- Supplied passage -
════════
Ideally, the device would be worn continuously by the user like a heart monitor. It can alert the user and their healthcare provider of seizures and other abnormal conditions.  

Great Promise and Potential 

Going into the study, the team had two hypotheses. The first was that the team could design ML algorithms that would perform better or as well as human experts at detecting and classifying seizures. The second was that their approach would be able to accurately detect rare seizure types that previous studies struggled with by incorporating a multi-context view made up of the above-mentioned factors. “Both hypotheses were confirmed,” says Hajisafi. 

The model had a lower error rate in detection and classification, with an overall 12.7% improvement over state-of-the-art methods and a 29% improvement over previous best architecture of the team’s extreme data scarcity for rare seizures, relays Hajisafi.  

NeuroGNN proved that it could cut the inefficiency and time-consuming process of manual inspections, thus allowing physicians and clinicians to focus more on complex cases and patient treatment. In addition, physicians and clinicians can benefit from using the model as a verification tool when diagnosing rare forms of seizures and seizure types. For instance, a clinician could compare NeuroGNN’s results with their own manually analyzed results. If the results match, then the clinician could have higher confidence in her diagnosis. 

Incidentally, the multi-context approach overcame the challenge of training a deep learning model with only a few training samples. Providing additional context to the model allowed the team to improve NeuroGNN’s ability to generalize rare cases. Unlike previous models, NeuroGNN also proved that it was capable of continual learning despite fewer training samples, required less information to generate accurate results, and remained consistent with its performance.  

Open-Sourced Accessibility and Wearable Devices 

“We anticipate that in the near future, wearable devices will be capable of continuously monitoring brain activity outside of clinical settings and providing EEG-like recordings,” says Hajisafi. He also elaborates that NeuroGNN is well-suited for continuous diagnosis and could be incorporated into wearable devices to provide real-time seizure detection and classification. 

To ensure that NeuroGNN is easily accessible, the team has already made open-source their full architecture, training scripts, trained model checkpoints, and every analysis on GitHub under the MIT license. This means that anyone can freely use, modify, and distribute the system for commercial and noncommercial use. 

“We believe such open-source distribution is the best way to make a real positive difference and will provide as much support as we can for future integration with wearables,” Hajisafi explains. And it seems to be working very well, as he adds that GitHub statistics and emails report that researchers from around the world are already using NeuroGNN. 

With open-source accessibility, clinicians and physicians can also incorporate the model with their own specific data, workflows, and tasks. “We have already seen a lot of benefits when applying this multi-context approach to other areas, such as traffic forecasting and mobility analysis in our own research.”
════════
Text-to-region grounding material
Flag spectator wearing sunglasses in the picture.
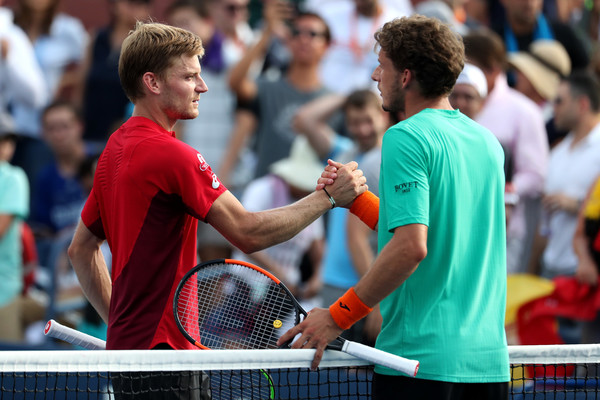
[229,0,331,178]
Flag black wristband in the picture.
[323,188,335,208]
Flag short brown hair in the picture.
[375,15,465,98]
[119,21,204,103]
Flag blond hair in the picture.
[119,21,204,103]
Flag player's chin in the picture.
[179,109,198,119]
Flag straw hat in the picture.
[456,64,487,99]
[271,136,325,192]
[508,39,571,100]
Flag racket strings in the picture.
[177,263,297,349]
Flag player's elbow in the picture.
[230,213,265,254]
[412,244,427,264]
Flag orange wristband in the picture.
[329,288,373,330]
[350,190,379,230]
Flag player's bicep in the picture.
[206,190,253,250]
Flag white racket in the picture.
[44,319,106,350]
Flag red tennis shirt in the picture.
[81,117,227,349]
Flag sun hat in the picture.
[270,136,325,192]
[456,63,487,99]
[508,39,571,100]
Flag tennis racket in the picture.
[44,319,106,350]
[44,319,275,400]
[173,259,419,377]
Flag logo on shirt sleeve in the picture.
[212,172,221,189]
[197,153,208,172]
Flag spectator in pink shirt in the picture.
[464,30,549,273]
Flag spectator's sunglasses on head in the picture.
[223,4,248,15]
[292,28,325,39]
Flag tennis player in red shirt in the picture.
[69,23,366,349]
[69,22,367,400]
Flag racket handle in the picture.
[342,340,419,377]
[44,319,106,350]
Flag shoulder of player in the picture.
════════
- Activities -
A - In the NeuroGNN article, under what license did the team publish the system on GitHub?
B - Copy verbatim the part of the NeuroGNN article that opens with the words containing "Open-Sourced Accessibility and" and closes with "and noncommercial use.".
C - Translate this sentence from the NeuroGNN article into Spanish: "Going into the study, the team had two hypotheses."
None of this material is needed.

- Per-task answers -
A - The MIT license.

B -
Open-Sourced Accessibility and Wearable Devices 

“We anticipate that in the near future, wearable devices will be capable of continuously monitoring brain activity outside of clinical settings and providing EEG-like recordings,” says Hajisafi. He also elaborates that NeuroGNN is well-suited for continuous diagnosis and could be incorporated into wearable devices to provide real-time seizure detection and classification. 

To ensure that NeuroGNN is easily accessible, the team has already made open-source their full architecture, training scripts, trained model checkpoints, and every analysis on GitHub under the MIT license. This means that anyone can freely use, modify, and distribute the system for commercial and noncommercial use.

C - Al comenzar el estudio, el equipo tenía dos hipótesis.